→ **Extracted data entries**:
Start of Block

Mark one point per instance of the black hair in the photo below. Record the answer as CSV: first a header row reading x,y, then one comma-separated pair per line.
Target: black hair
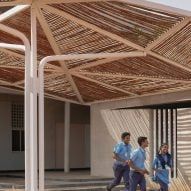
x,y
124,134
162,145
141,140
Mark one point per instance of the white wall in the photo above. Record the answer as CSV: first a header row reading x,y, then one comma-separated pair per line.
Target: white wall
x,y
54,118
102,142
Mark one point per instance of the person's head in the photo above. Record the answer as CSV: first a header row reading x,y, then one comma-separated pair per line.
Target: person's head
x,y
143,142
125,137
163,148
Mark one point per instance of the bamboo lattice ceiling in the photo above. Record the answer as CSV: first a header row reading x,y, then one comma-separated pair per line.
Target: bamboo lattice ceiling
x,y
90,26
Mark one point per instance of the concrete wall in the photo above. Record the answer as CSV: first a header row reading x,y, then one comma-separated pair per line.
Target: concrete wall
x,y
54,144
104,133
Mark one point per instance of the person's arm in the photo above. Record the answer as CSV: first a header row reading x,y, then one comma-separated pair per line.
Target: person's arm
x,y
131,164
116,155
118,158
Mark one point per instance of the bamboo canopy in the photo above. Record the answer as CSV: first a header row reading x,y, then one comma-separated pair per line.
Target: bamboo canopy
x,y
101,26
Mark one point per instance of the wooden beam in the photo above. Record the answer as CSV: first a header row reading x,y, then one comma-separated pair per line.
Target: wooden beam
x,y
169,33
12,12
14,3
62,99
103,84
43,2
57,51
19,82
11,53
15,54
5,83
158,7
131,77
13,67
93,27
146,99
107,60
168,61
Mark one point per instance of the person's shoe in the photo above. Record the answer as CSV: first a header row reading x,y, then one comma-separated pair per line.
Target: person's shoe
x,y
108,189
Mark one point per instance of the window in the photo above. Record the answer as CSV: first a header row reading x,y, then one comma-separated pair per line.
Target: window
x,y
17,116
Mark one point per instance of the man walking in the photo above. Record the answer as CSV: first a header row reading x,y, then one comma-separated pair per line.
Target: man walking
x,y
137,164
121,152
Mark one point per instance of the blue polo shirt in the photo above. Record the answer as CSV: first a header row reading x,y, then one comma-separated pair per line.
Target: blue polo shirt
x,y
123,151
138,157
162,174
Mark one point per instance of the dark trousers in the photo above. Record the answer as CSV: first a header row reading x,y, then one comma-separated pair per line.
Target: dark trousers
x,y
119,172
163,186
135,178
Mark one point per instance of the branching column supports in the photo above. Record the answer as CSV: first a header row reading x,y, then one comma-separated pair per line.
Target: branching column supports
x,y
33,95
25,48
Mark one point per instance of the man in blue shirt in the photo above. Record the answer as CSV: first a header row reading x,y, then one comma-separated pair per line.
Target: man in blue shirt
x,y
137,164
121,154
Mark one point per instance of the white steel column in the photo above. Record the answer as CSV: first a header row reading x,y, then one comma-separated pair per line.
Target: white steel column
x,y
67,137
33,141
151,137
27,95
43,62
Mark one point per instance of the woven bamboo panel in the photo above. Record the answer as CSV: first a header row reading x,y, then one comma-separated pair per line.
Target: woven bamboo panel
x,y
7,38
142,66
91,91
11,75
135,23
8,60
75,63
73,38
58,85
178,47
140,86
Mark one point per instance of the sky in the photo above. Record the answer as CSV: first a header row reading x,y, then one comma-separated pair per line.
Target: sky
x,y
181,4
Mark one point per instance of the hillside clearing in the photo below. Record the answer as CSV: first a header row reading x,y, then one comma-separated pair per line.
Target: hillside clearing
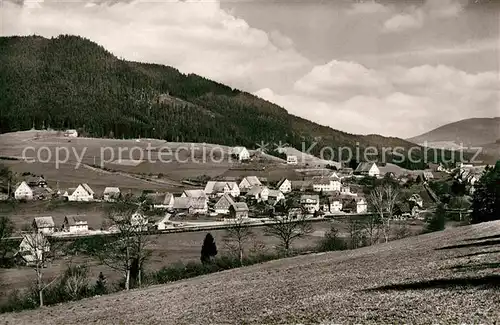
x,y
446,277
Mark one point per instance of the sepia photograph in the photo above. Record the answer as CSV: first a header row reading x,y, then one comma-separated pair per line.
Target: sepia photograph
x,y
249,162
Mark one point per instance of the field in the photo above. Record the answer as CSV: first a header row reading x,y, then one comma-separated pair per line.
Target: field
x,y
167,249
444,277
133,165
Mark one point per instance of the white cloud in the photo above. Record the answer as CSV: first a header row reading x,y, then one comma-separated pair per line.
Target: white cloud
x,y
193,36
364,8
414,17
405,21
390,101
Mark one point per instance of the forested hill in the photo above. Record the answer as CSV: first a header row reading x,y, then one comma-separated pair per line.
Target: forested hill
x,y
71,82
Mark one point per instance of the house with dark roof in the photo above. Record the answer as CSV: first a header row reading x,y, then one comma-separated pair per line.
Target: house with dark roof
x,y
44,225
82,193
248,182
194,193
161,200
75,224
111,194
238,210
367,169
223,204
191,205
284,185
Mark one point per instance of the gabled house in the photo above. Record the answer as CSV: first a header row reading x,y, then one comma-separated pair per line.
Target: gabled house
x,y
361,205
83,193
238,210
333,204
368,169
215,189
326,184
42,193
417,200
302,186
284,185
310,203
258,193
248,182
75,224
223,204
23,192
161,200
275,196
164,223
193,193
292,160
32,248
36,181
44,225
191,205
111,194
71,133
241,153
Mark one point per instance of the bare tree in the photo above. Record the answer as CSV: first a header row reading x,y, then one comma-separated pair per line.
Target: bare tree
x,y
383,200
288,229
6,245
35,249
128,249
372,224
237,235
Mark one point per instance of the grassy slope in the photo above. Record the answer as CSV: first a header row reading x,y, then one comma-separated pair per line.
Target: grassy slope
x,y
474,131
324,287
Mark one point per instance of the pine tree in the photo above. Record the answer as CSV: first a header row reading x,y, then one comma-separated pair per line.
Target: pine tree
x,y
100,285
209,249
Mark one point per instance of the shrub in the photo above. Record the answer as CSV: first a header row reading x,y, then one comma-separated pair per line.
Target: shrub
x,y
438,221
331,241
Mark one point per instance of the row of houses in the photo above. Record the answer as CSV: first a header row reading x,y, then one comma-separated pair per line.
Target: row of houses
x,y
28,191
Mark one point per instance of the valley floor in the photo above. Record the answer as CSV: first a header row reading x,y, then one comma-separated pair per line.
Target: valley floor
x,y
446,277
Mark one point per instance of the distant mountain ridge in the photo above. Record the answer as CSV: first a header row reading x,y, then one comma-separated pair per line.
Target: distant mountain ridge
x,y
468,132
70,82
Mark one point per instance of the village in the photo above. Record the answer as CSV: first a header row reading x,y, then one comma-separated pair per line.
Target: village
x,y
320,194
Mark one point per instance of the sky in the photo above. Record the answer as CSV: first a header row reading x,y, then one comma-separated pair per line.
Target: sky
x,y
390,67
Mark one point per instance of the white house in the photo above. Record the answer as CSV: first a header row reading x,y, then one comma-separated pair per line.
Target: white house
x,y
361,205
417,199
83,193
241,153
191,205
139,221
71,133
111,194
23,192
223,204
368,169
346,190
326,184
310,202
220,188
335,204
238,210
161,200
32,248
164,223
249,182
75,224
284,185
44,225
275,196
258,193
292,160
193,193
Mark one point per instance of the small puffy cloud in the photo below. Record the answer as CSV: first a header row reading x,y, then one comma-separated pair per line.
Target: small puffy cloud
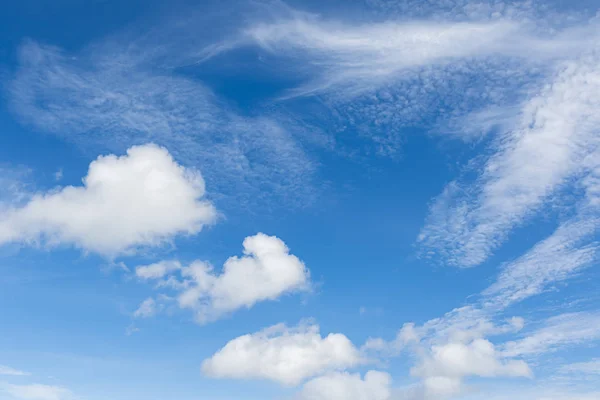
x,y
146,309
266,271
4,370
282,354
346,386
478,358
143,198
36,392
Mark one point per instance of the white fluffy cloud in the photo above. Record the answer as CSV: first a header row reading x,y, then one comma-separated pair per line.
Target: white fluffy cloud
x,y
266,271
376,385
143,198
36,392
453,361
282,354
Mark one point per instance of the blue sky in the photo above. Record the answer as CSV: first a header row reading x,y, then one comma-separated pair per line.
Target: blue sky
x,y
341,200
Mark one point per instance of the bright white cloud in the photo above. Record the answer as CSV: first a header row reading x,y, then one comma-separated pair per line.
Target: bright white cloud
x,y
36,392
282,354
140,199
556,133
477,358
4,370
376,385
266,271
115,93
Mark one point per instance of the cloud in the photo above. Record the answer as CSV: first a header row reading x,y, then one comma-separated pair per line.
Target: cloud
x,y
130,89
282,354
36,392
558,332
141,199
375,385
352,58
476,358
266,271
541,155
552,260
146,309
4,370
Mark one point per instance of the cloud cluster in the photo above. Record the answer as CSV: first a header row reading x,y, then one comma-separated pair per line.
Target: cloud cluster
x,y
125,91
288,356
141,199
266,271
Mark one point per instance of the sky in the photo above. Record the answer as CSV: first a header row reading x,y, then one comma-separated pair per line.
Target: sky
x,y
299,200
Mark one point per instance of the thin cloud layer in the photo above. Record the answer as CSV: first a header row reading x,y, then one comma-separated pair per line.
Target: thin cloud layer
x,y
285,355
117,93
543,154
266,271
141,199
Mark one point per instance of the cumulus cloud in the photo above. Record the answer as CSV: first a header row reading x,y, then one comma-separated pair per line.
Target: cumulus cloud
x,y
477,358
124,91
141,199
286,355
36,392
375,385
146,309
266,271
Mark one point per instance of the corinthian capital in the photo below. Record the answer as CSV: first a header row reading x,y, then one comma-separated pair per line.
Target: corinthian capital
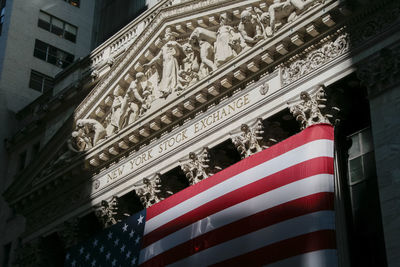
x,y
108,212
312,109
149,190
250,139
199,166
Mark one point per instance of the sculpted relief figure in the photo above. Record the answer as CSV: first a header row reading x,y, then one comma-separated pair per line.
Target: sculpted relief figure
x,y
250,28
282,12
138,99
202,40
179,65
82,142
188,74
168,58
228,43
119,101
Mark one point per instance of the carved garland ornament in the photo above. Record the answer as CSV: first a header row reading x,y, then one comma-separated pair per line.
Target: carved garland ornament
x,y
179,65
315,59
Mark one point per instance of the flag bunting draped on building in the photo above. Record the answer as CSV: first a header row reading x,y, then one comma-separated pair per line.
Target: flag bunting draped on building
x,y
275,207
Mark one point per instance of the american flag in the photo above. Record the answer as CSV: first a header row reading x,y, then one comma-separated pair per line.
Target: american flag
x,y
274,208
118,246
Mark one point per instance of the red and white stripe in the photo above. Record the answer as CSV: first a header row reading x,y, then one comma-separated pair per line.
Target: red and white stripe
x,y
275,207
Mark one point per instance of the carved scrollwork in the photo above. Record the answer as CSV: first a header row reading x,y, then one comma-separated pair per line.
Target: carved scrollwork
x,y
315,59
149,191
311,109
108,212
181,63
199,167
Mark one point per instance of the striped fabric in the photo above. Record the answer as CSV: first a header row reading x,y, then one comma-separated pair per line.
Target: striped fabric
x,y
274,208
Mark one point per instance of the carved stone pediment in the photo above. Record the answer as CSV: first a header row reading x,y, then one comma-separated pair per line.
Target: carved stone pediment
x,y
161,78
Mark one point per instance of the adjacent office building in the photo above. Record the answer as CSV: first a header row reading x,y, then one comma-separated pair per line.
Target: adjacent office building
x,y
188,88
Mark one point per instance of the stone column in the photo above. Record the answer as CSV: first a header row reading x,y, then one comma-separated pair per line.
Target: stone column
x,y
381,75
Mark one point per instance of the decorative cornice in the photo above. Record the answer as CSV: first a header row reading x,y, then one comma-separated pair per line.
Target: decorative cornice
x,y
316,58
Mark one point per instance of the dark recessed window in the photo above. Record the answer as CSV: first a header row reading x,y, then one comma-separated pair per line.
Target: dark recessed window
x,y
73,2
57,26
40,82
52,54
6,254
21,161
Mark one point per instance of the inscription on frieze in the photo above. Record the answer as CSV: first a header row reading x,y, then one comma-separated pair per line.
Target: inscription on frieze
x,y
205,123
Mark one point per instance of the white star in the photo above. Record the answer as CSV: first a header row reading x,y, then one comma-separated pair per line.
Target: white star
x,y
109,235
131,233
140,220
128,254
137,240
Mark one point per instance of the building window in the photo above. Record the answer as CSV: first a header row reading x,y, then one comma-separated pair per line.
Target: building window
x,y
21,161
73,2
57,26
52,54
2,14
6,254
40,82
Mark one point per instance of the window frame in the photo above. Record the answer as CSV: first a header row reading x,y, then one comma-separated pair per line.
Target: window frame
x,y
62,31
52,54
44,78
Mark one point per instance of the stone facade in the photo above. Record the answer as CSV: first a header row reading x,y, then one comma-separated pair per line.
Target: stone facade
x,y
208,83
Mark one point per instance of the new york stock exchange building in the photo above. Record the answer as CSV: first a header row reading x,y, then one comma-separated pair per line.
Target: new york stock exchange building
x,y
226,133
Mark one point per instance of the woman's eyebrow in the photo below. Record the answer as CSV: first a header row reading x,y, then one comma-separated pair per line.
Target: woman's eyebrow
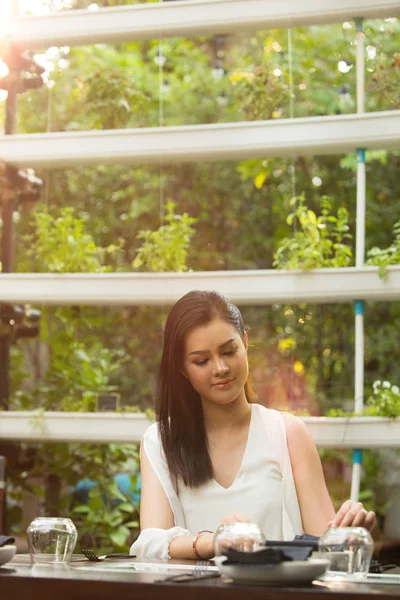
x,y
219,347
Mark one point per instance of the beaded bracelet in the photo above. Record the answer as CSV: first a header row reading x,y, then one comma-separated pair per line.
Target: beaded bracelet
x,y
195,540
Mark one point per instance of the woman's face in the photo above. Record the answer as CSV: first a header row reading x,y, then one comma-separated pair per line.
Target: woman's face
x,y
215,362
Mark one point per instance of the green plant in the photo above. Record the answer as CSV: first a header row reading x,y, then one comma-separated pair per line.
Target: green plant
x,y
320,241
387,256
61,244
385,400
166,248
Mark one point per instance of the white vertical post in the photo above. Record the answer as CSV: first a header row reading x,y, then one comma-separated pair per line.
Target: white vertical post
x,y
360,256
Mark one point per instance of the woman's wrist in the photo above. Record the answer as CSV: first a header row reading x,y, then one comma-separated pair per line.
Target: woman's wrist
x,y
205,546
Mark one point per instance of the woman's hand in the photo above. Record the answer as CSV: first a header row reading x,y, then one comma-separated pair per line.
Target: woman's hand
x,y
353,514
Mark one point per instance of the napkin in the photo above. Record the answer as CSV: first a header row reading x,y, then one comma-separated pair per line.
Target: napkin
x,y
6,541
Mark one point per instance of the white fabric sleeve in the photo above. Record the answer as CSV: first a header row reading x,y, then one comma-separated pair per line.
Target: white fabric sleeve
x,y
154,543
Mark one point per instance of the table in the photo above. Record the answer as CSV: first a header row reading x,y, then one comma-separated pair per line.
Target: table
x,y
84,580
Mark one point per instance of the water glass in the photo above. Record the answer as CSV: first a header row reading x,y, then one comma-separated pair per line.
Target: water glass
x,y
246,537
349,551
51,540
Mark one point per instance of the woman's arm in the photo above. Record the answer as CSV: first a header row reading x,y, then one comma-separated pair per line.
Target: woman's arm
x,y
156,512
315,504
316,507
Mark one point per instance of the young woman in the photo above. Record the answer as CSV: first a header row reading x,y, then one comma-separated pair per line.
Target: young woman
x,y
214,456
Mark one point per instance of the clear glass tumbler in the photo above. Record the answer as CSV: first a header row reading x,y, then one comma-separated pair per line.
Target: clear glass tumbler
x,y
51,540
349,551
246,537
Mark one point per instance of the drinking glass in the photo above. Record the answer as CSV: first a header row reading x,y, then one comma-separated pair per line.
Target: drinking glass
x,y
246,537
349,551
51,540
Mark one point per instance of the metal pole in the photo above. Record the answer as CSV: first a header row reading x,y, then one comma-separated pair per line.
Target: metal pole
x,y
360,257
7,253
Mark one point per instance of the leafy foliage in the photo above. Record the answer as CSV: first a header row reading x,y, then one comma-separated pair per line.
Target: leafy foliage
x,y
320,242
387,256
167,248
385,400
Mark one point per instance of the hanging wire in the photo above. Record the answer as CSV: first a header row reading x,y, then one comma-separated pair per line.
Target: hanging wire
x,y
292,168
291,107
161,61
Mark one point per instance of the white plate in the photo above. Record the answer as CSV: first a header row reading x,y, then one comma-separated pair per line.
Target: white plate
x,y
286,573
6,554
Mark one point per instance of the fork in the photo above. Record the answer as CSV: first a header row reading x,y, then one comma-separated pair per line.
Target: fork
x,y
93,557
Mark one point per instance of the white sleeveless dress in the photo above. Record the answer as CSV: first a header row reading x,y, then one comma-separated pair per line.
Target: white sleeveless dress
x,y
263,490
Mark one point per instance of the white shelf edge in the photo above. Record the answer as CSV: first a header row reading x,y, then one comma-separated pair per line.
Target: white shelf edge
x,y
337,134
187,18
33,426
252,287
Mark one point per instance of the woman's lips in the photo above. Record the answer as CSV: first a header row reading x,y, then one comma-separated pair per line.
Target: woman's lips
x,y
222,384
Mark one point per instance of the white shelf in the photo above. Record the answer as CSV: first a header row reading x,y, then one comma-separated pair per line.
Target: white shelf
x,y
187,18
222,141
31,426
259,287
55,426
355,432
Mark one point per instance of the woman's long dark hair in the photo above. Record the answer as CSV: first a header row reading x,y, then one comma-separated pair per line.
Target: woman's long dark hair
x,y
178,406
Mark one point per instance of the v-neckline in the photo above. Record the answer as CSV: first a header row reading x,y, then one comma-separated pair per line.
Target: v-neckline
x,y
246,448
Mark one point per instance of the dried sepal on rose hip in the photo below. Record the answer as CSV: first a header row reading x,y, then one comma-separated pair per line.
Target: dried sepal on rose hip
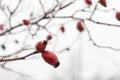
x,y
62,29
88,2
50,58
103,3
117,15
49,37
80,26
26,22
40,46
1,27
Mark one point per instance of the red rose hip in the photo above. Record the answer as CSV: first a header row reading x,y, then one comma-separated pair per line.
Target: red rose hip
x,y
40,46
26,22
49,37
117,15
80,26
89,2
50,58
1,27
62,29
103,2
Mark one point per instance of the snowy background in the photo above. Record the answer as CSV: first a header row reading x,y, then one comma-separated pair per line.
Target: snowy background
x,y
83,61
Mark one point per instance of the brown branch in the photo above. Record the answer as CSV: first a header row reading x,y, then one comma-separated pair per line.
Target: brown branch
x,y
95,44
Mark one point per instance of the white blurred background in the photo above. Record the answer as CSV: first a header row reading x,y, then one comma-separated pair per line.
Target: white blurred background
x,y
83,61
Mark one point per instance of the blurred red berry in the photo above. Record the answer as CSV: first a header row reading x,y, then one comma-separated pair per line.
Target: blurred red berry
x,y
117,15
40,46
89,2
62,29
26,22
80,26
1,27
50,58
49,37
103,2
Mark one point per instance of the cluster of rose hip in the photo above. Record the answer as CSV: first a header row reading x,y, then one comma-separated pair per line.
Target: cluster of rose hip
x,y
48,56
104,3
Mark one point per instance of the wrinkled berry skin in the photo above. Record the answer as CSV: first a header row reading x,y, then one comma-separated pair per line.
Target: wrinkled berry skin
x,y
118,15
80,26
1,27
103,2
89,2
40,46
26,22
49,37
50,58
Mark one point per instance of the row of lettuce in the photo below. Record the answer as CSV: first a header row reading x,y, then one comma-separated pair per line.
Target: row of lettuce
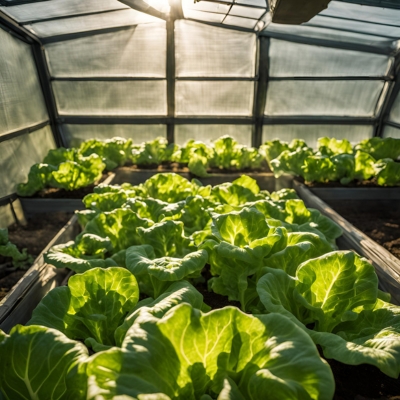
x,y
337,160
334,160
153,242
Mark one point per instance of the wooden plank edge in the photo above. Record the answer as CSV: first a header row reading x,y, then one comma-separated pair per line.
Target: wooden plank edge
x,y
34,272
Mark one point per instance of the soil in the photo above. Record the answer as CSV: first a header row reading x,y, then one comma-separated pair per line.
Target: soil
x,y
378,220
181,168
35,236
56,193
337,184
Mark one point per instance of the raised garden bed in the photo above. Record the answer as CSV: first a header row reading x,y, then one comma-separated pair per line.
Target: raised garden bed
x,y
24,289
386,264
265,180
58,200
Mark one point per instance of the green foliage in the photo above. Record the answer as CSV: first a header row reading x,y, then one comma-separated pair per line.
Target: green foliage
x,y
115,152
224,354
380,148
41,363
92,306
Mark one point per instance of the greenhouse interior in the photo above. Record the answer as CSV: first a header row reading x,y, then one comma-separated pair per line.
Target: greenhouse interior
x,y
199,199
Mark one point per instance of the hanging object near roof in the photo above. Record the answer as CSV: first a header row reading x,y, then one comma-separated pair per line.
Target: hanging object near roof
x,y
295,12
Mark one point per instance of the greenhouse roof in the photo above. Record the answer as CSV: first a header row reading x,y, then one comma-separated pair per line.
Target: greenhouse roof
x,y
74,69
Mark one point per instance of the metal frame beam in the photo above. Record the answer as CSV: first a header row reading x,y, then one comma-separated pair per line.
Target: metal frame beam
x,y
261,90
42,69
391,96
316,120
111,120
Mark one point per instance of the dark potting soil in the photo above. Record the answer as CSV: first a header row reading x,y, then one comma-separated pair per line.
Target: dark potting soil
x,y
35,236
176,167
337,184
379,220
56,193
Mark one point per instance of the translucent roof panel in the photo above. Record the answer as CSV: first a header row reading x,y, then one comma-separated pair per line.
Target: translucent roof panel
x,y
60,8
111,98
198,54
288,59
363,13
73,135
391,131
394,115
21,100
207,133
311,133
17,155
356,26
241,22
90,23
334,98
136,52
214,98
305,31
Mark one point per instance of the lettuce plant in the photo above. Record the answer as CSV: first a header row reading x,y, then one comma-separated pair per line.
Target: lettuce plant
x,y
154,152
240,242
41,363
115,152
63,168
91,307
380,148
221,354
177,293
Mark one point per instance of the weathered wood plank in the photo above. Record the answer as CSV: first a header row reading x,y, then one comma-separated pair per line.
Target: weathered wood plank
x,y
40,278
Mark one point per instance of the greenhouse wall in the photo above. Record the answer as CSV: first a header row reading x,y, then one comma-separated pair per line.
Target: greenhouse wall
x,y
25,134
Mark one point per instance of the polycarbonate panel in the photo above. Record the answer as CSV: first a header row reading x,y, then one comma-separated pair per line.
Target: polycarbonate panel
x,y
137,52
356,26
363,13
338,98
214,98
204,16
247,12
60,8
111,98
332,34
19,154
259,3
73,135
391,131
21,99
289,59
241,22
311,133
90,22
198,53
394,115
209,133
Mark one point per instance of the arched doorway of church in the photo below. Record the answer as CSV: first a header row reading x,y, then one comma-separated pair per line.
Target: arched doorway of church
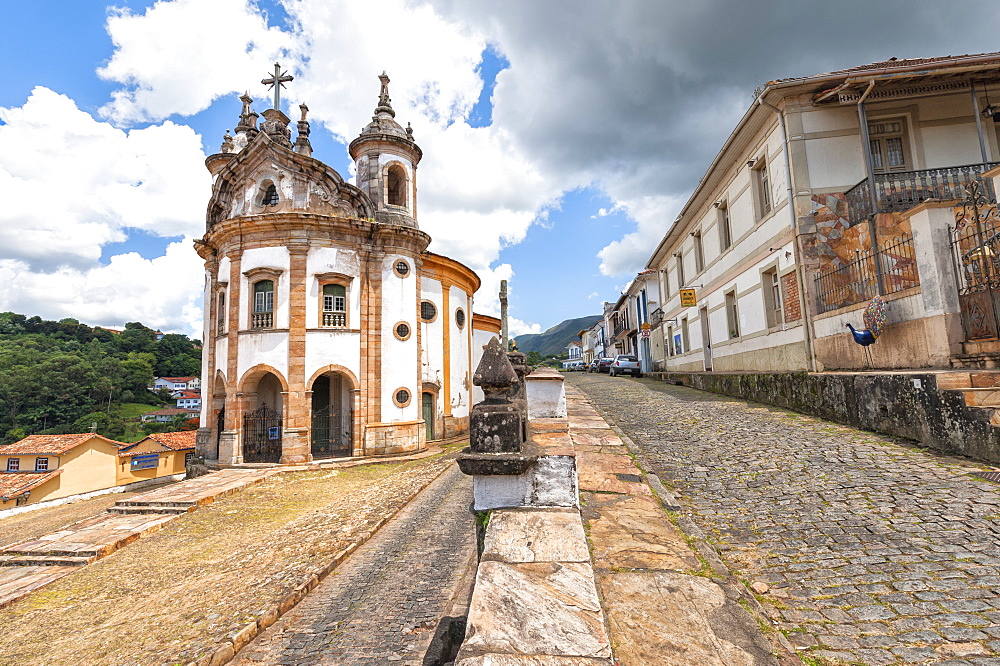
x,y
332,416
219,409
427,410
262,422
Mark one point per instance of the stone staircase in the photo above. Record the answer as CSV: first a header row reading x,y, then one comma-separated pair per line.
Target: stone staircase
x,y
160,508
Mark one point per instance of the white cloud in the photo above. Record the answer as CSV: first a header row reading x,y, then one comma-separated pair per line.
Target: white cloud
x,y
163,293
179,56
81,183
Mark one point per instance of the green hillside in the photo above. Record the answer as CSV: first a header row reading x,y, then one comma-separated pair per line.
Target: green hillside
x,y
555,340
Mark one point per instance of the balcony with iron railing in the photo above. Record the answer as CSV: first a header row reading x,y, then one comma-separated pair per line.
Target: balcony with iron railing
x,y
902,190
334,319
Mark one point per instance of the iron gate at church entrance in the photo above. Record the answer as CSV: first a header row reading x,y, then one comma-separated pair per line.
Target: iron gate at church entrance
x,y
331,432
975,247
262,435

End of Block

→ **DESCRIPTION OF THE TASK**: Taking the entries above, write out exactly each line from the one holding "Target: green hillside" to the one holding "Mark one point per instance of the iron", both included, and stop there.

→ **ANSWER BELOW**:
Target: green hillside
x,y
555,340
Mark one point per instance of the balcony with iron railing in the photo above. Record the answer as CSV: first a header row reading x,y, then one comma-separated pair per line.
Target: balcony with iron railing
x,y
902,190
334,319
Mark one point per instance of the iron gate at church entrance in the photo above. Record the answer as CSV: first a header row reading x,y, then one comma-separated pair per line.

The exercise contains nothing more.